EXERCISE -
Nothing but a number should be written: the count of lines below that contain "clear".

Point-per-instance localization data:

== == ==

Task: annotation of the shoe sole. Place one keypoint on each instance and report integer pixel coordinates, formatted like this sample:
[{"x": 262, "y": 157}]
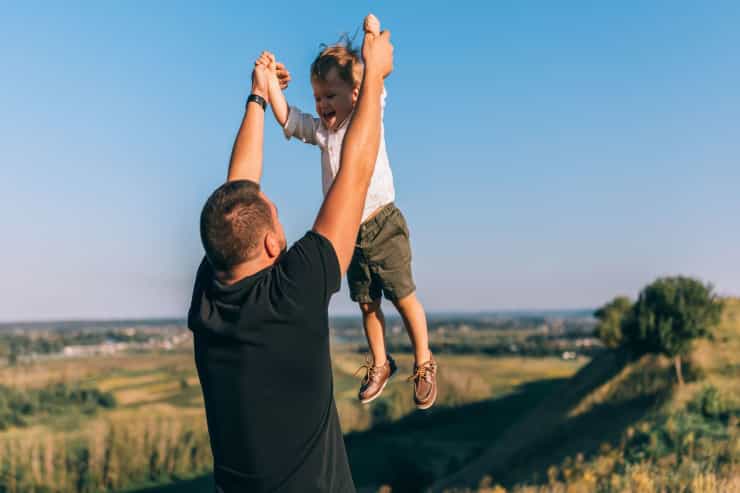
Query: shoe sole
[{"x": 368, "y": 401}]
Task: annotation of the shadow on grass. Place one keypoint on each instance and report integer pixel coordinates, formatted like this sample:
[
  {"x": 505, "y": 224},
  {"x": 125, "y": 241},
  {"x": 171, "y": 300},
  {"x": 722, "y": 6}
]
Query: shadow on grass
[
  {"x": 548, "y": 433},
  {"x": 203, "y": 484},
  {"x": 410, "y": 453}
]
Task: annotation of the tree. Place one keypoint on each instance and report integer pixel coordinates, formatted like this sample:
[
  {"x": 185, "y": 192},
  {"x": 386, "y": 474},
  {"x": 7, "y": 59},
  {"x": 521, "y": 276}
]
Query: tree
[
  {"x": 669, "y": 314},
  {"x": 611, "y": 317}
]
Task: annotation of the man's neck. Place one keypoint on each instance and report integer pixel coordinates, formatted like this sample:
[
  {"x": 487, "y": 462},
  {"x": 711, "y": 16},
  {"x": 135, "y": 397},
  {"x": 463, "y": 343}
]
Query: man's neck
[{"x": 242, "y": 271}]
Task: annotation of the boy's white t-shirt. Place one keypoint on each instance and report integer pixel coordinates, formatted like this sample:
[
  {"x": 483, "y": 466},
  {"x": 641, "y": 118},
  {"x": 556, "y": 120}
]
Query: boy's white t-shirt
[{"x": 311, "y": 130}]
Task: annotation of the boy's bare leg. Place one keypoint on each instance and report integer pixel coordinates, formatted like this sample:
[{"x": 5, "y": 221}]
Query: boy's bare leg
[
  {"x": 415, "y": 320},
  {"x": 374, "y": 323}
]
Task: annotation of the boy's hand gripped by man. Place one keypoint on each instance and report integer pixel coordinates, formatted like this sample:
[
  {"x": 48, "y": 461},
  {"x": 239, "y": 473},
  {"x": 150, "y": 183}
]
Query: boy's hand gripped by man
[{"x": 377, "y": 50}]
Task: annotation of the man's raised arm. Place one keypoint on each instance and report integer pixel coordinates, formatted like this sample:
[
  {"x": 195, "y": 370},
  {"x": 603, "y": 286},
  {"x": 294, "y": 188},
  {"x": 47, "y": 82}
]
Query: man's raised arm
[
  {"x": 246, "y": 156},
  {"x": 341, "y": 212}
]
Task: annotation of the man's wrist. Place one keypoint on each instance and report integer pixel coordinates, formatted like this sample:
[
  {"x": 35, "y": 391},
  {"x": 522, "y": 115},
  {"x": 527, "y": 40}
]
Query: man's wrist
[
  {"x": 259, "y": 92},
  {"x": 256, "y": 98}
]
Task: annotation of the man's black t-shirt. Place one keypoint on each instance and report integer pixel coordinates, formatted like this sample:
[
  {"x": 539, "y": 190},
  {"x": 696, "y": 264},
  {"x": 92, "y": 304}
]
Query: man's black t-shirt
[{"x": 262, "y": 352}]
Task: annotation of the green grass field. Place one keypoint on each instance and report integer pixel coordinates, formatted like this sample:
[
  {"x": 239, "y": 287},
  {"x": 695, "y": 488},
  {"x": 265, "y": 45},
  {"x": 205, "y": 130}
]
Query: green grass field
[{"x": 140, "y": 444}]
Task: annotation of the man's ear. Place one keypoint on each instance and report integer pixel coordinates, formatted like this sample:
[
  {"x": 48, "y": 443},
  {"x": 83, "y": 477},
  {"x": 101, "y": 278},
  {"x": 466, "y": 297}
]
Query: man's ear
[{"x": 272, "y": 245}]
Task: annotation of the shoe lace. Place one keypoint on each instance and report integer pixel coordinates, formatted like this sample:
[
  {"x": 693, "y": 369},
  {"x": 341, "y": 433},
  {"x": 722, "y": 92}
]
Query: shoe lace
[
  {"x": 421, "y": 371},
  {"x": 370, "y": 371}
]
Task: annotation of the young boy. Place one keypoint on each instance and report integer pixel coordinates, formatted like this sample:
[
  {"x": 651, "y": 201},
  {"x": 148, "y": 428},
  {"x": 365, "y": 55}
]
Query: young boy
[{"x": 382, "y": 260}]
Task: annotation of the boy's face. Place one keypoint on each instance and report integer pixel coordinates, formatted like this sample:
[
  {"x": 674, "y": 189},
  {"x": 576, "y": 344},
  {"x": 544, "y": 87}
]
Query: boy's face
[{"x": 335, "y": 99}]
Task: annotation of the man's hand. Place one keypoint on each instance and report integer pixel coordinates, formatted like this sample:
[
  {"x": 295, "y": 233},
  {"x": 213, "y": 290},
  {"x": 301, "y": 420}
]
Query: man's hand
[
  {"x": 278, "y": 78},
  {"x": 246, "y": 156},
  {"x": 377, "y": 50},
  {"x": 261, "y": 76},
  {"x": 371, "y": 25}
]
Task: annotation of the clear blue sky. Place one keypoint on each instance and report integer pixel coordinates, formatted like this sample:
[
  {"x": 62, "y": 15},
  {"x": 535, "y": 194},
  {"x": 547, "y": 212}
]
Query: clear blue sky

== == ==

THE ANSWER -
2